Work required =
Render every line of the rows below as a Markdown table with the columns Line and Text, numbering the lines in order and skipping blank ones. Omit the pictures.

Stored records
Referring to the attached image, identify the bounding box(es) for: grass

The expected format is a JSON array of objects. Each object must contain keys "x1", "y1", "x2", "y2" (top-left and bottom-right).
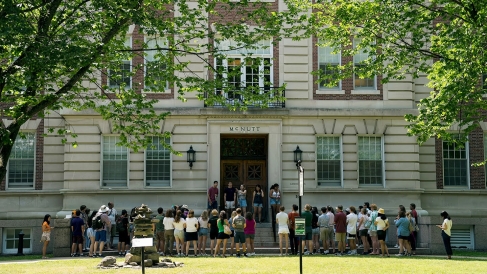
[{"x1": 0, "y1": 256, "x2": 487, "y2": 274}]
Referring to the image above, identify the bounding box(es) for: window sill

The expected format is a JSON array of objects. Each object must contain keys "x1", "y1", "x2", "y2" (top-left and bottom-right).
[
  {"x1": 350, "y1": 89, "x2": 380, "y2": 94},
  {"x1": 316, "y1": 89, "x2": 345, "y2": 94}
]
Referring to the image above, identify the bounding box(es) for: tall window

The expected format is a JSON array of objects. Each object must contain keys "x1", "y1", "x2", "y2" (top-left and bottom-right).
[
  {"x1": 443, "y1": 138, "x2": 469, "y2": 186},
  {"x1": 358, "y1": 136, "x2": 383, "y2": 185},
  {"x1": 145, "y1": 37, "x2": 169, "y2": 92},
  {"x1": 215, "y1": 40, "x2": 273, "y2": 100},
  {"x1": 3, "y1": 228, "x2": 32, "y2": 254},
  {"x1": 108, "y1": 38, "x2": 132, "y2": 88},
  {"x1": 353, "y1": 39, "x2": 376, "y2": 89},
  {"x1": 318, "y1": 41, "x2": 341, "y2": 90},
  {"x1": 7, "y1": 132, "x2": 36, "y2": 188},
  {"x1": 316, "y1": 137, "x2": 342, "y2": 186},
  {"x1": 145, "y1": 137, "x2": 171, "y2": 187},
  {"x1": 101, "y1": 136, "x2": 128, "y2": 187}
]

Result =
| Line | Text |
|---|---|
| 1 | Referring to the attached image, identify the bounding box(es) for: grass |
| 2 | The expected format is a JSON array of objects. Each object must contain keys "x1", "y1", "x2", "y2" (top-left and bottom-right). |
| 3 | [{"x1": 0, "y1": 256, "x2": 487, "y2": 274}] |
| 4 | Referring to the image above, identify the bounding box(es) for: window sill |
| 5 | The expected format is a JSON array of objects. Each object must contain keys "x1", "y1", "x2", "y2" (top-left and bottom-right). |
| 6 | [ |
| 7 |   {"x1": 350, "y1": 89, "x2": 380, "y2": 94}, |
| 8 |   {"x1": 316, "y1": 89, "x2": 345, "y2": 94} |
| 9 | ] |
| 10 | Referring to the image above, identify the bounding box(es) for: tall window |
| 11 | The expected format is a JSON array of objects. Each object must contain keys "x1", "y1", "x2", "y2" (top-left and bottom-right). |
| 12 | [ |
| 13 |   {"x1": 443, "y1": 138, "x2": 469, "y2": 186}, |
| 14 |   {"x1": 358, "y1": 136, "x2": 383, "y2": 185}, |
| 15 |   {"x1": 145, "y1": 37, "x2": 169, "y2": 92}, |
| 16 |   {"x1": 215, "y1": 40, "x2": 273, "y2": 100}, |
| 17 |   {"x1": 3, "y1": 228, "x2": 32, "y2": 254}, |
| 18 |   {"x1": 108, "y1": 38, "x2": 132, "y2": 88}, |
| 19 |   {"x1": 353, "y1": 39, "x2": 376, "y2": 89}, |
| 20 |   {"x1": 318, "y1": 41, "x2": 341, "y2": 90}, |
| 21 |   {"x1": 7, "y1": 132, "x2": 36, "y2": 188}, |
| 22 |   {"x1": 316, "y1": 137, "x2": 342, "y2": 186}, |
| 23 |   {"x1": 145, "y1": 137, "x2": 171, "y2": 187}, |
| 24 |   {"x1": 101, "y1": 136, "x2": 128, "y2": 187} |
| 25 | ] |